*** Opening Data shown ***
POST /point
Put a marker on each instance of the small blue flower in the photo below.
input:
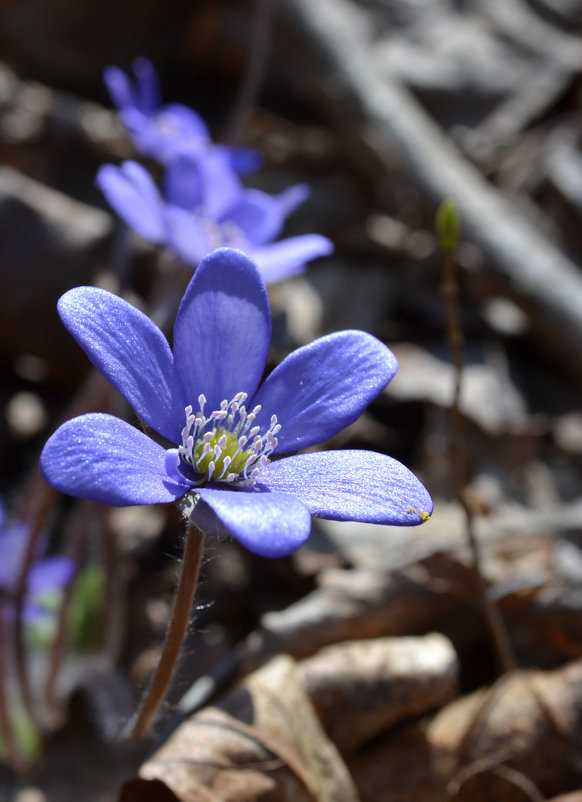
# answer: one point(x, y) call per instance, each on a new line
point(226, 430)
point(161, 131)
point(206, 207)
point(45, 576)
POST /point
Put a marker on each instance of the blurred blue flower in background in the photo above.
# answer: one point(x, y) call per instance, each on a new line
point(46, 575)
point(205, 207)
point(160, 131)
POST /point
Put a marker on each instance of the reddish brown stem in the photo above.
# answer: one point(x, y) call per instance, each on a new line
point(177, 628)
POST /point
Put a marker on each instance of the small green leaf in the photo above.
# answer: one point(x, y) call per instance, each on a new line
point(448, 226)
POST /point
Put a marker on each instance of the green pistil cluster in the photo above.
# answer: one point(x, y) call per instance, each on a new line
point(225, 446)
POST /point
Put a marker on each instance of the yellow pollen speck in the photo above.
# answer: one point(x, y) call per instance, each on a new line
point(423, 514)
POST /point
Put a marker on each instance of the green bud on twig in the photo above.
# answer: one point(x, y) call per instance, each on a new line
point(448, 226)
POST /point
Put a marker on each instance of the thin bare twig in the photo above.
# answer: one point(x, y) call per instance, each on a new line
point(255, 71)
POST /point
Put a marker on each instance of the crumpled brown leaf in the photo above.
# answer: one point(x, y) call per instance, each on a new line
point(529, 725)
point(360, 688)
point(263, 741)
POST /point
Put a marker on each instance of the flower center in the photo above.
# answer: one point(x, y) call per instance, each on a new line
point(225, 234)
point(225, 446)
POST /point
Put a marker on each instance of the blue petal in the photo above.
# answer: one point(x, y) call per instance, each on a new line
point(351, 486)
point(134, 196)
point(292, 197)
point(183, 182)
point(268, 524)
point(242, 160)
point(261, 216)
point(319, 389)
point(188, 126)
point(203, 180)
point(119, 87)
point(258, 216)
point(289, 256)
point(101, 457)
point(223, 329)
point(52, 573)
point(186, 236)
point(130, 351)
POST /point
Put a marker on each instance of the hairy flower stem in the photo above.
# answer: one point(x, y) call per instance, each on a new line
point(493, 619)
point(177, 628)
point(6, 729)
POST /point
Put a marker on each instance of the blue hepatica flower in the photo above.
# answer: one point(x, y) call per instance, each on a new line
point(206, 207)
point(160, 131)
point(46, 576)
point(227, 430)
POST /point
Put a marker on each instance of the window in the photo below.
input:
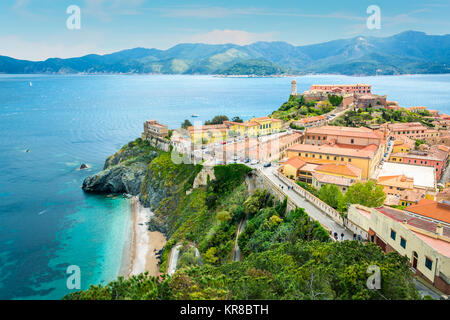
*** Closing Data shown ***
What this task involves:
Copy out every line of the records that the string "stem" appears in.

Task result:
Put a marker on each instance of the reddish brown stem in the photo above.
Put a marker on each instance of the hairy flower stem in the photo above.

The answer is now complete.